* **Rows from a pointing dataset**
*-*-*
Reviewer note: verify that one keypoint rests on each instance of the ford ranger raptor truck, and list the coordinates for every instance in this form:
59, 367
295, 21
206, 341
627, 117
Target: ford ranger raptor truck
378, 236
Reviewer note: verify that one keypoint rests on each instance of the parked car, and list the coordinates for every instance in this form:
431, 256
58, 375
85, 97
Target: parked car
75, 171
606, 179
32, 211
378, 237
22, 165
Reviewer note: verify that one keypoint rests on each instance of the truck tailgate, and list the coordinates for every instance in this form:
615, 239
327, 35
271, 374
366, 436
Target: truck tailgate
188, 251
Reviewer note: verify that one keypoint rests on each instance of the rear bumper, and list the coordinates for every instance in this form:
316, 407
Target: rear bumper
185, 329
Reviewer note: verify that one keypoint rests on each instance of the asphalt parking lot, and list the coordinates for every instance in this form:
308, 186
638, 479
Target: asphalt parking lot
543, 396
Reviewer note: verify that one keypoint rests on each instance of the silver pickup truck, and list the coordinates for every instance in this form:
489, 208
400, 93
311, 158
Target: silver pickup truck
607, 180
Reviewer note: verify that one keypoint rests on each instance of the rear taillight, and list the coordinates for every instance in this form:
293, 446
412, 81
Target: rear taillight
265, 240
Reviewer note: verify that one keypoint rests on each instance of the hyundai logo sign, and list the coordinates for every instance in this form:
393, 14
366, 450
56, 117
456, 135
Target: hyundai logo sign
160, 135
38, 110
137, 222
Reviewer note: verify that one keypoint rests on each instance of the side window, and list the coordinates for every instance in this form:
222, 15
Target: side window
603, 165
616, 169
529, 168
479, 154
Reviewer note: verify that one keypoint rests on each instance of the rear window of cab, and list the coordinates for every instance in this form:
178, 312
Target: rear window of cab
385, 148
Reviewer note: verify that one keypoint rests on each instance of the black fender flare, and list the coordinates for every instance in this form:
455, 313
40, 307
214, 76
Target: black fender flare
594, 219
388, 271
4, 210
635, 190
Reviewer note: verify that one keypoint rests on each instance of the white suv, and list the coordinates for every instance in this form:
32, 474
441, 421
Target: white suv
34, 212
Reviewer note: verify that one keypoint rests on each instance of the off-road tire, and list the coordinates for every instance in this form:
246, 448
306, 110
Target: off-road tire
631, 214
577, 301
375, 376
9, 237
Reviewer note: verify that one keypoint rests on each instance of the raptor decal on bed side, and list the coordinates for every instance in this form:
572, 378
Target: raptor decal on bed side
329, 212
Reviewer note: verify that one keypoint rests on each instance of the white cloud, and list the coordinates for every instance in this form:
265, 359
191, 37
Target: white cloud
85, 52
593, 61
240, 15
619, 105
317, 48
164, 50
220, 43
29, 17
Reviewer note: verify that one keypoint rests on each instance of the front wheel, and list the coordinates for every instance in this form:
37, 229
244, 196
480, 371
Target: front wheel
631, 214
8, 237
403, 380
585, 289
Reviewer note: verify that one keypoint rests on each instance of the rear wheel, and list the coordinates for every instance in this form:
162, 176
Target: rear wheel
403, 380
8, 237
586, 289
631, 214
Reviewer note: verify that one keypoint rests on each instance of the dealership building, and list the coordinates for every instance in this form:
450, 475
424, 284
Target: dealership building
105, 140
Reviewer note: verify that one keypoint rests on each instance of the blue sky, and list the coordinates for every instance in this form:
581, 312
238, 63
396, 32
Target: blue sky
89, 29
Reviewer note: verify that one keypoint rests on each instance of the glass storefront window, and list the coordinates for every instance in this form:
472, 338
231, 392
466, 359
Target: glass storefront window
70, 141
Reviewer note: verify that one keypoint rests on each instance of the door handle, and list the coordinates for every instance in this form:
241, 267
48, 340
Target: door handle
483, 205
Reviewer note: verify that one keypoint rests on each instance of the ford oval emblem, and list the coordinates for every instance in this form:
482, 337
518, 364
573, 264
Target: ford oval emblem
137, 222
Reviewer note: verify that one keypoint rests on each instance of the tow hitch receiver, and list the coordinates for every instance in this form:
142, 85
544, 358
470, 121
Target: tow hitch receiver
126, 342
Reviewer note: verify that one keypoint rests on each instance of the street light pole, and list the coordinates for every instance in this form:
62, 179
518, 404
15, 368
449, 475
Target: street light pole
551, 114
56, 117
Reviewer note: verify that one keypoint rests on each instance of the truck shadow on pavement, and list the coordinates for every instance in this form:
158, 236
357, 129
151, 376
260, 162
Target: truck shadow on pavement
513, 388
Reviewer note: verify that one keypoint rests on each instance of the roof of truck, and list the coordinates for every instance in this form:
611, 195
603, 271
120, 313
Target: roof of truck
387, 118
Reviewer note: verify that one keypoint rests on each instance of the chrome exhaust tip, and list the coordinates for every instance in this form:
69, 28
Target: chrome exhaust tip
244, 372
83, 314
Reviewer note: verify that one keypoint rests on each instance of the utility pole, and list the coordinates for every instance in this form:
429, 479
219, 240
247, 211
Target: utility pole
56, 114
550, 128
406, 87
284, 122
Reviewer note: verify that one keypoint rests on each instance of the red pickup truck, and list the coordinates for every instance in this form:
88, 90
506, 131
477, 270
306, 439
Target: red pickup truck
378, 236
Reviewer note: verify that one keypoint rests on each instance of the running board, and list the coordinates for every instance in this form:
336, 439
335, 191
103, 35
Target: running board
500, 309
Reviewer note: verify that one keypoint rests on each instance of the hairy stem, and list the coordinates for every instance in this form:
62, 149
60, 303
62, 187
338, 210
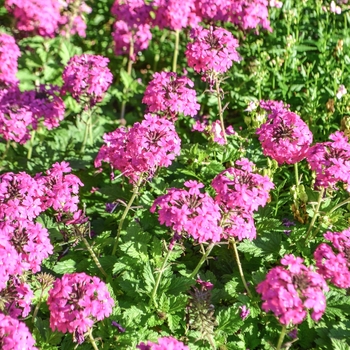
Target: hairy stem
234, 246
217, 84
125, 213
203, 258
94, 257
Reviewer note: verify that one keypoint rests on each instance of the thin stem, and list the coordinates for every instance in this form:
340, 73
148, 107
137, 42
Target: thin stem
125, 213
282, 335
316, 213
162, 269
94, 257
203, 258
234, 246
92, 340
217, 84
31, 145
176, 49
129, 70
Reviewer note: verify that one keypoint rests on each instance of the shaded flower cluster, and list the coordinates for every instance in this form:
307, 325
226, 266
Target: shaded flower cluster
333, 262
76, 301
190, 211
14, 334
292, 290
9, 53
211, 50
168, 93
87, 78
331, 161
240, 192
142, 149
165, 343
284, 137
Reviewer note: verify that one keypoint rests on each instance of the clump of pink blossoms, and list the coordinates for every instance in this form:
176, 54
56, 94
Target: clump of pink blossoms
76, 301
292, 290
142, 149
87, 78
284, 137
15, 335
9, 53
211, 51
165, 343
168, 93
240, 192
333, 263
331, 161
190, 212
37, 16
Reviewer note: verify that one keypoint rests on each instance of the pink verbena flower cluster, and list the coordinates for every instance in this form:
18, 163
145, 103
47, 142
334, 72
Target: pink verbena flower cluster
38, 16
87, 78
132, 26
15, 335
20, 112
284, 136
333, 263
211, 50
9, 53
190, 212
290, 292
174, 14
165, 343
240, 192
168, 93
76, 301
142, 149
331, 161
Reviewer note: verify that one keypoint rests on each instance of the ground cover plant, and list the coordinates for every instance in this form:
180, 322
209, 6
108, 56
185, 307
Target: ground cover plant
174, 174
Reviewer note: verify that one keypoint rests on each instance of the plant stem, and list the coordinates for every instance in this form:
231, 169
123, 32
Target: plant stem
162, 269
203, 258
92, 340
234, 246
316, 213
176, 49
217, 84
129, 69
94, 257
125, 213
282, 335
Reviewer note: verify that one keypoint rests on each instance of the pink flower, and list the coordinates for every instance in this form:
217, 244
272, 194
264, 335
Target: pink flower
168, 93
212, 50
15, 335
284, 136
87, 78
143, 148
165, 343
9, 53
290, 292
333, 262
76, 302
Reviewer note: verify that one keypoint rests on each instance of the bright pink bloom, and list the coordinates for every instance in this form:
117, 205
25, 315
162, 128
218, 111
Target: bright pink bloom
331, 161
168, 93
143, 148
290, 292
87, 78
333, 263
165, 343
190, 212
212, 50
285, 136
9, 53
76, 302
15, 335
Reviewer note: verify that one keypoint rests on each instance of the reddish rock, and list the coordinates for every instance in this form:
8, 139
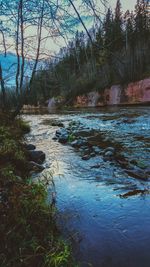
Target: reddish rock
134, 93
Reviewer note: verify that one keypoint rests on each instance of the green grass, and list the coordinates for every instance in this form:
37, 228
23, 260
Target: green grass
29, 235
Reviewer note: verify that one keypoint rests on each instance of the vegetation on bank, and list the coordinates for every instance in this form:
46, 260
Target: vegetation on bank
29, 235
117, 52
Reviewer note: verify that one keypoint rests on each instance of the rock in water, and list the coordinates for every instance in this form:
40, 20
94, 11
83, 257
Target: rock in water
36, 156
30, 147
35, 167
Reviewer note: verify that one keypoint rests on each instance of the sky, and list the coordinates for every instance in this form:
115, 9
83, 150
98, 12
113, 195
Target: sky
126, 4
52, 46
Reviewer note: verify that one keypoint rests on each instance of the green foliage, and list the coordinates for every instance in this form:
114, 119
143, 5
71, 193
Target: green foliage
29, 236
119, 53
23, 125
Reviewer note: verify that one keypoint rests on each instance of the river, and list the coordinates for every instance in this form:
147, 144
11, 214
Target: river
102, 210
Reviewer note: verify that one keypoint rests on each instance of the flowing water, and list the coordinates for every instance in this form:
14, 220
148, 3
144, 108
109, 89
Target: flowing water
106, 229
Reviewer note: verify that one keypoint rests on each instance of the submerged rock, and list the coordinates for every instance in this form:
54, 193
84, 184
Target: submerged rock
79, 143
36, 156
30, 147
63, 138
33, 166
86, 157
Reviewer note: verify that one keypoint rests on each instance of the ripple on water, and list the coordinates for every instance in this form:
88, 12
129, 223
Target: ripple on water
106, 229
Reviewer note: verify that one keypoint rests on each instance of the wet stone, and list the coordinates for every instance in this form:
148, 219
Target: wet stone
36, 156
30, 147
86, 157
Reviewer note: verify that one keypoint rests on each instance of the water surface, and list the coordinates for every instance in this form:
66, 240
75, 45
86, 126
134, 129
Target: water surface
107, 230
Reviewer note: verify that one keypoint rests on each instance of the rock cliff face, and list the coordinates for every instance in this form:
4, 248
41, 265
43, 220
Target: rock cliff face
133, 93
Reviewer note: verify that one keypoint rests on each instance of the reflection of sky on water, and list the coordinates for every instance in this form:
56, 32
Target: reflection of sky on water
106, 230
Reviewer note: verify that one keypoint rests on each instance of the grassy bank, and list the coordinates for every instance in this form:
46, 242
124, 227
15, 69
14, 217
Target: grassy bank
29, 235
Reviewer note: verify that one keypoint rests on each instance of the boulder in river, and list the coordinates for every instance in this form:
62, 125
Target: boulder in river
30, 147
35, 167
86, 157
63, 138
36, 156
79, 143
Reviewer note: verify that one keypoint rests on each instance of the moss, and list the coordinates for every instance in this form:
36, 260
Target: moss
29, 235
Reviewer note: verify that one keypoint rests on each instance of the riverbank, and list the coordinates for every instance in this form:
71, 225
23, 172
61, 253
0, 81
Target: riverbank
104, 210
29, 234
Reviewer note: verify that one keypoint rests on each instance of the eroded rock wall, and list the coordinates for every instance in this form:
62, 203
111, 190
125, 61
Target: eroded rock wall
133, 93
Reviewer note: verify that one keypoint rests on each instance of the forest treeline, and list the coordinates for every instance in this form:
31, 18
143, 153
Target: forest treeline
116, 50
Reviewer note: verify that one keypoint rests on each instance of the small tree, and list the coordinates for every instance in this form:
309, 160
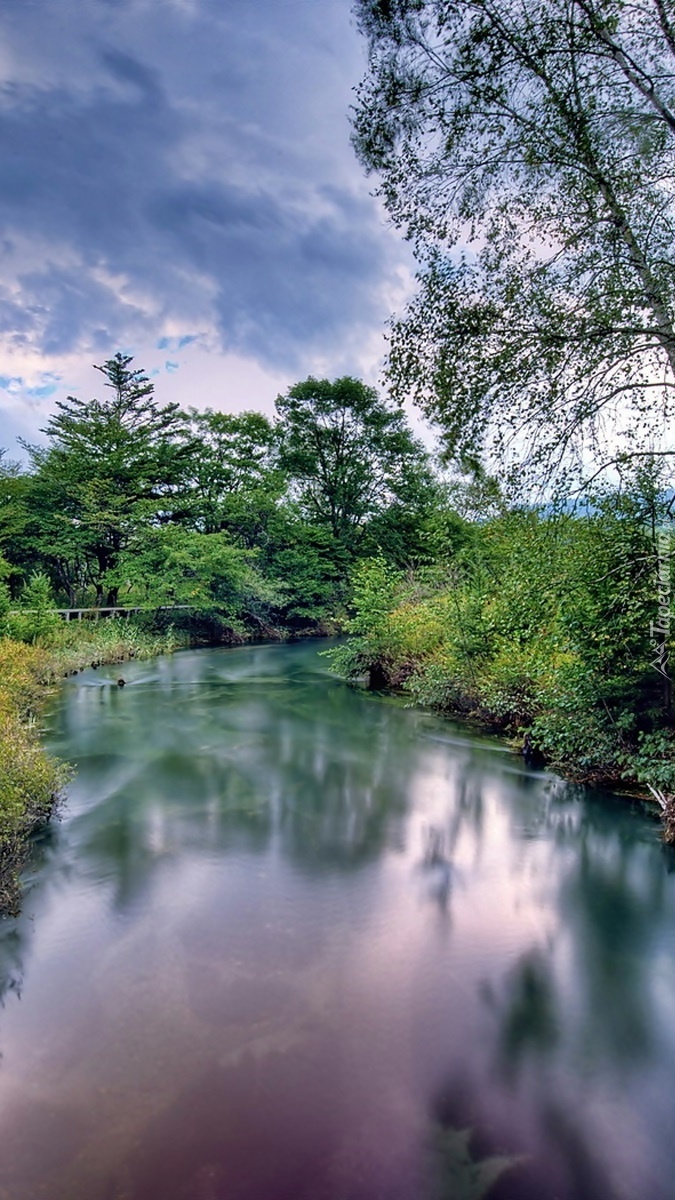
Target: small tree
347, 453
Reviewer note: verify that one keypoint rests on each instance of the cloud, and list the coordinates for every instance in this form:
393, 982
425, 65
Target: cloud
180, 169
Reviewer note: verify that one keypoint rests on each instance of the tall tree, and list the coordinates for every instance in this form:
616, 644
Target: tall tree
529, 151
111, 465
236, 478
348, 454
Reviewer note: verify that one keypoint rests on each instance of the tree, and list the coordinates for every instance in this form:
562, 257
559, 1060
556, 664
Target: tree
347, 453
236, 478
527, 151
111, 465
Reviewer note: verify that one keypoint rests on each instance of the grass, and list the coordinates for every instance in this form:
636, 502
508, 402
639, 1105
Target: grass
30, 779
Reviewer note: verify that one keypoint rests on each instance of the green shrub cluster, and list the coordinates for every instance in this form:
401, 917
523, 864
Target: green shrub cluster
539, 624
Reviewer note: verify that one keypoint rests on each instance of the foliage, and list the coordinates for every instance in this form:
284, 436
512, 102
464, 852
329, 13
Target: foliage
529, 154
347, 453
111, 466
35, 619
542, 623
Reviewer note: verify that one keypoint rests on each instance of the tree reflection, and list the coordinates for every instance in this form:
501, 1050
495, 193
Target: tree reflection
526, 1013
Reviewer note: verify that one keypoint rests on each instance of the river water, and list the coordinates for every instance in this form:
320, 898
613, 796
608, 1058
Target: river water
291, 941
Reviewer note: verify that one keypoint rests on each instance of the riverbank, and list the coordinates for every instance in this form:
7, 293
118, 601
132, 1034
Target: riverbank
30, 780
595, 717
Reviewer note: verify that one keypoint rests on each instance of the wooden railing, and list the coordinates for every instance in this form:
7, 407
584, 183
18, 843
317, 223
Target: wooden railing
106, 611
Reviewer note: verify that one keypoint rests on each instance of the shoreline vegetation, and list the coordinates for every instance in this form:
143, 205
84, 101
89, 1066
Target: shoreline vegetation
548, 624
31, 780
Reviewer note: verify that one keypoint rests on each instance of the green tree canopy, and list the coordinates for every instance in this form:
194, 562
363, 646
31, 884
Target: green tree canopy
347, 453
109, 465
529, 153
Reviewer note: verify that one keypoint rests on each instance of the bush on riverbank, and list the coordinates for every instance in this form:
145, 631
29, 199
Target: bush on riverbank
541, 625
30, 780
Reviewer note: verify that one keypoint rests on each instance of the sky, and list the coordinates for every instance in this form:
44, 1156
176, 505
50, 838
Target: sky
178, 184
*-*-*
* **WHAT YOU SHOULD DO**
Write out, word for word, the line containing "river water, and" and every line after it to the end of the data above.

* **REPLY**
Reviewer note: verify that one keypoint rests on each instance of the river water, and list the coordinates for every instance in this form:
320, 898
613, 796
608, 1058
Target: river water
291, 941
Reviewer note: verify that one keypoint rests on each instance of the riverbank, and list the coordinates for every instance in this form:
7, 293
118, 601
132, 1034
Target: riverbank
30, 780
595, 717
Reviewer note: verify that one keypoint rests on each instance of the wooden railing, and list the coordinates for every instance in this form:
7, 407
584, 183
18, 843
317, 223
Target: wooden railing
106, 611
Reviewer note: verify that one keypoint rests on each instance of the shoreline vegetation, and list the coordinates for every instance in this form:
143, 205
84, 101
89, 1066
Target: shoreline vegetation
548, 624
31, 780
Reviewer note: verify that one keypoint rests on each instance of the green tree canopy, and list the coordinates for every instance in this form:
194, 562
363, 646
31, 884
Target: green tree canopy
347, 453
109, 465
529, 153
Reviewer note: verify that one keypoint rests on each instance of the bush on riverbank, and list the coordinates for every instance in this form:
145, 631
29, 199
Target: bush on riverbank
541, 625
30, 780
Reviewer note: verify that one keypoint rests on each instance of the sky, and list the coordinates for every instance in this form:
44, 1156
176, 505
50, 838
Target: sky
178, 184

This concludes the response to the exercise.